RECORDS PROVIDED
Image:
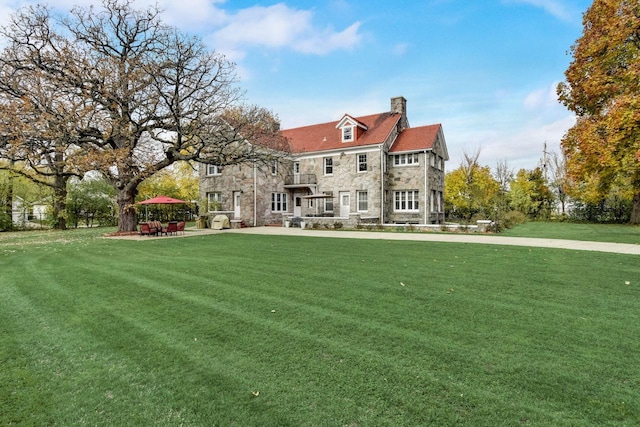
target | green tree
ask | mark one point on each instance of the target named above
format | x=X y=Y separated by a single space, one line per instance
x=531 y=195
x=602 y=86
x=148 y=95
x=471 y=190
x=90 y=200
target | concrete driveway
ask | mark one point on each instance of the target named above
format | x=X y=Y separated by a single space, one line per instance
x=621 y=248
x=487 y=239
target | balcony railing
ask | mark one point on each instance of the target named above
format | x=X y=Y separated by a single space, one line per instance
x=300 y=179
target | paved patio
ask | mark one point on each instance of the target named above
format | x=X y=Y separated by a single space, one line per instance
x=487 y=239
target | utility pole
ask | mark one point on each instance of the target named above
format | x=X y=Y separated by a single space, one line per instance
x=544 y=160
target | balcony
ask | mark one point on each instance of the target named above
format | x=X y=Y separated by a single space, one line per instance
x=300 y=180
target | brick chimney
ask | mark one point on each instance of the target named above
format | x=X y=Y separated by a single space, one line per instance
x=399 y=106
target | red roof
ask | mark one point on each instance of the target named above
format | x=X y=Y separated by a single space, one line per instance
x=161 y=200
x=326 y=136
x=420 y=138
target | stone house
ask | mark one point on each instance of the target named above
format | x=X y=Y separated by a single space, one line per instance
x=372 y=169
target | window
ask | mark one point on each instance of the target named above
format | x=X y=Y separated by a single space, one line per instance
x=362 y=162
x=328 y=202
x=328 y=166
x=214 y=201
x=405 y=201
x=405 y=159
x=279 y=202
x=214 y=170
x=347 y=134
x=362 y=198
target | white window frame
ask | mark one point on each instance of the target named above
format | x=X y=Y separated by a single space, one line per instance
x=362 y=201
x=406 y=201
x=328 y=202
x=214 y=170
x=213 y=197
x=361 y=160
x=326 y=166
x=279 y=202
x=348 y=133
x=406 y=159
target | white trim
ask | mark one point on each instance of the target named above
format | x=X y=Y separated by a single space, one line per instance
x=339 y=151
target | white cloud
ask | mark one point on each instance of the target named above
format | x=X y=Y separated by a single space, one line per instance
x=273 y=27
x=279 y=26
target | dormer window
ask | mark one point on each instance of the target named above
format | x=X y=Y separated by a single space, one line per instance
x=347 y=134
x=351 y=128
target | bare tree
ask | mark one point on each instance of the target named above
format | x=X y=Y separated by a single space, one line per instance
x=144 y=94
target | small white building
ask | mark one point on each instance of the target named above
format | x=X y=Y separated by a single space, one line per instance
x=26 y=214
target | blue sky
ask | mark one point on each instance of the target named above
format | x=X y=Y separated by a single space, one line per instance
x=485 y=69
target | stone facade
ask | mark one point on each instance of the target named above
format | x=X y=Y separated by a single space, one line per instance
x=379 y=172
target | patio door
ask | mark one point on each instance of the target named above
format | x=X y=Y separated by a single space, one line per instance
x=236 y=204
x=345 y=204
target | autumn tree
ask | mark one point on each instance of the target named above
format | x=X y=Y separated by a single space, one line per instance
x=471 y=189
x=602 y=86
x=148 y=95
x=37 y=139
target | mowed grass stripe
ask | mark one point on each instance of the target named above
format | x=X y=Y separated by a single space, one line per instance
x=538 y=337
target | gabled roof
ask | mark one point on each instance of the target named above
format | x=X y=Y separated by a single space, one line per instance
x=347 y=119
x=325 y=136
x=419 y=138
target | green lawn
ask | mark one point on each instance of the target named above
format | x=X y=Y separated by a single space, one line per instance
x=252 y=330
x=572 y=231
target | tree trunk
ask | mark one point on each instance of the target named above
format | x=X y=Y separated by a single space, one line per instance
x=127 y=216
x=635 y=211
x=60 y=203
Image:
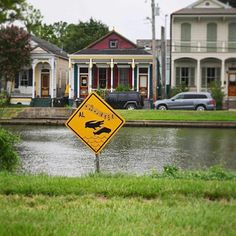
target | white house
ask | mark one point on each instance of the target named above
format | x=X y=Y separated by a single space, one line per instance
x=203 y=43
x=45 y=78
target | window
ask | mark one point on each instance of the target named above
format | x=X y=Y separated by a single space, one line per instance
x=194 y=96
x=113 y=43
x=143 y=70
x=211 y=37
x=185 y=37
x=83 y=70
x=232 y=37
x=26 y=77
x=210 y=75
x=124 y=76
x=185 y=76
x=102 y=78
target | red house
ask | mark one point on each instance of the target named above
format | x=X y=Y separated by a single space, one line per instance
x=110 y=62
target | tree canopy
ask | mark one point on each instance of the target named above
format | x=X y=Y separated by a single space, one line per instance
x=10 y=10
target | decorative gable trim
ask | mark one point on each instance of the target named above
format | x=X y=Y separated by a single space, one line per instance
x=106 y=36
x=213 y=4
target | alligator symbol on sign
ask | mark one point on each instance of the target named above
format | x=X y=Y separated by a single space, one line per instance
x=94 y=124
x=102 y=130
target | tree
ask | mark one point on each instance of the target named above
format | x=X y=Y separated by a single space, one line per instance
x=14 y=51
x=10 y=10
x=81 y=35
x=31 y=17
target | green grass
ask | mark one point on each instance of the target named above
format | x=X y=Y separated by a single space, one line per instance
x=178 y=115
x=117 y=205
x=8 y=113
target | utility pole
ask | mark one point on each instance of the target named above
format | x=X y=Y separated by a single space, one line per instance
x=154 y=54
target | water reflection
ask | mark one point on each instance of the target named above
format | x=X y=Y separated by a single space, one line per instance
x=57 y=151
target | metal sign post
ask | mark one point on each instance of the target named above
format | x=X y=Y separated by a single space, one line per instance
x=97 y=164
x=95 y=123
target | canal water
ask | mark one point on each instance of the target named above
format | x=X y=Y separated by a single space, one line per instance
x=57 y=151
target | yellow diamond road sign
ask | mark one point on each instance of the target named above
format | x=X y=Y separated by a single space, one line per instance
x=95 y=122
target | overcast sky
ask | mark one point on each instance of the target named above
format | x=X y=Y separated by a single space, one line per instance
x=128 y=17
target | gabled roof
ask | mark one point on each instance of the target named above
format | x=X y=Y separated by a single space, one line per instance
x=107 y=35
x=93 y=50
x=232 y=3
x=49 y=47
x=197 y=8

EXERCISE REQUIREMENTS
Copy the records exactly. Skip any pictures.

ANSWER TO THIS EXERCISE
Image:
target | green tree
ask | mark one point on each instance of the target named above
format | x=X y=Y separated by a single space, one line per instance
x=531 y=195
x=602 y=86
x=148 y=95
x=471 y=190
x=90 y=200
target | concrete driveway
ask | mark one point on each instance of the target named above
format | x=X y=Y separated by a single space, one line per instance
x=621 y=248
x=487 y=239
target | balcony railing
ask | mark one point on each instance of the target named above
format | x=X y=Y separated by a single space, one line per instance
x=300 y=179
target | paved patio
ask | mark one point on each instance of the target named above
format | x=X y=Y separated by a single space, one line per instance
x=487 y=239
target | utility pole
ask | mark one point on each instance of the target named above
format | x=X y=Y separated by a single space, one line per instance
x=544 y=160
target | balcony
ask | mark one point on each instance of the target named above
format | x=X y=Y separated by a single space, one line per instance
x=300 y=180
target | brick chimney
ask | mark one point on each instance of the target named above
format | x=X y=Y separated by a single space, one line per instance
x=399 y=106
target | red roof
ask | mark one point on each instance of the target named above
format | x=X y=Y separated by a single space, one line per instance
x=161 y=200
x=326 y=136
x=420 y=138
target | stone house
ask | mark one point on each instance of the target named above
format | x=X y=Y separated by a single space, one line per instance
x=372 y=169
target | window
ask | mark one point on each instance of the target named above
format | x=X y=Y separated by a single space, one line per instance
x=362 y=162
x=328 y=202
x=328 y=166
x=214 y=201
x=405 y=201
x=405 y=159
x=279 y=202
x=214 y=170
x=347 y=134
x=362 y=198
target | white window frame
ask | mark one point on each instance of the target named above
format | x=X y=Y separated by a single space, one line per instance
x=362 y=201
x=406 y=201
x=328 y=202
x=214 y=170
x=213 y=197
x=361 y=160
x=326 y=166
x=279 y=202
x=348 y=133
x=406 y=159
target | white trim
ask | mark one point on each instance of the target named above
format | x=X y=Y separated by a single space, one line per instance
x=339 y=151
target | white cloud
ask | mark one point on each instance of the target named above
format | x=X y=Y separated by a single space, one line per instance
x=273 y=27
x=279 y=26
target | dormer window
ask | mark one point on each instance of the target named above
format | x=X y=Y separated by a single space, one line per instance
x=347 y=134
x=351 y=128
target | bare tree
ask | mark one point on each instance of the target named above
format | x=X y=Y separated by a single space, one line per instance
x=144 y=94
target | small white building
ask | mark one point on each instance of the target named above
format | x=X y=Y separated by a single space, one line per instance
x=26 y=214
target | blue sky
ask | mark one point on each instance of the target named above
format | x=X y=Y separated by a single space, one line per instance
x=485 y=69
target | stone facade
ask | mark one point on each instance of the target named above
format | x=X y=Y separated by a single space, one line per instance
x=379 y=172
target | patio door
ask | mark one point on each instance of the target named above
format | x=X y=Y separated by a single space, one line per instance
x=236 y=204
x=345 y=204
target | autumn tree
ask | mark one point on each instance of the target named above
format | x=X y=Y separated by a single space, one line per instance
x=471 y=189
x=602 y=86
x=148 y=95
x=37 y=139
target | mowed grass stripe
ask | mark one point on each instance of the target named above
format | x=X y=Y separated by a single space, one line per instance
x=538 y=337
target | gabled roof
ask | mark one point on each instance of the target named above
format | x=X y=Y separated by a single space, one line per instance
x=347 y=119
x=325 y=136
x=419 y=138
target | green lawn
ask | mark one point on each instance of the target named above
format | x=X y=Y separated by a single space, one line per instance
x=252 y=330
x=572 y=231
target | tree trunk
ask | mark one point on each instance of the target named above
format | x=X y=Y separated by a single space, one line per instance
x=127 y=216
x=635 y=211
x=60 y=203
Image:
target | white house
ask | mark one point on each instance of the target named above
format | x=X y=Y separated by a single space, one line per instance
x=203 y=43
x=45 y=78
target | window
ask | mark one point on each instance of the target named above
format | x=X y=Y separated by a single space, one line per instance
x=194 y=96
x=113 y=43
x=143 y=70
x=211 y=37
x=185 y=37
x=83 y=70
x=232 y=37
x=26 y=77
x=210 y=75
x=124 y=76
x=185 y=76
x=102 y=78
target | red house
ask | mark one point on each instance of the target named above
format | x=X y=Y separated by a single space, one line per instance
x=110 y=62
target | tree canopy
ask | mark one point on each instance of the target named above
format | x=X y=Y separated by a single space, one line per instance
x=10 y=10
target | decorative gable trim
ask | mark one point on each instance of the target named above
format | x=X y=Y separated by a single space, one line per instance
x=106 y=36
x=213 y=4
target | alligator symbol on sign
ask | mark one point on each instance of the target named above
format | x=X y=Y separated by a single space, one line per instance
x=94 y=124
x=102 y=130
target | tree
ask | mark one point on each instance of the target named above
format | x=X y=Y separated by a single space, one line per instance
x=14 y=51
x=10 y=10
x=81 y=35
x=31 y=17
target | green grass
ask | mark one point on each instance of the target named above
format | x=X y=Y separated by a single space, one line per instance
x=178 y=115
x=117 y=205
x=8 y=113
target | utility pole
ask | mark one point on each instance of the target named above
format | x=X y=Y separated by a single space, one line per instance
x=154 y=54
target | water reflection
ask | mark one point on each instance of the target named above
format | x=X y=Y separated by a single space, one line per instance
x=57 y=151
target | metal sign post
ask | mark one point on each instance of the target named above
format | x=X y=Y separated by a single space, one line per instance
x=97 y=164
x=95 y=123
target | canal water
ask | mark one point on each instance of the target named above
format | x=X y=Y separated by a single space, one line per instance
x=57 y=151
target | yellow diamond road sign
ask | mark one point on each instance of the target named above
format | x=X y=Y separated by a single space, one line per instance
x=95 y=122
target | overcast sky
ask | mark one point on each instance of the target named above
format | x=X y=Y separated by a single space, one line per instance
x=128 y=17
target | gabled roof
ask | mark one point on each instance of the target named above
format | x=X y=Y separated by a single space, one line per instance
x=107 y=35
x=93 y=50
x=232 y=3
x=49 y=47
x=197 y=8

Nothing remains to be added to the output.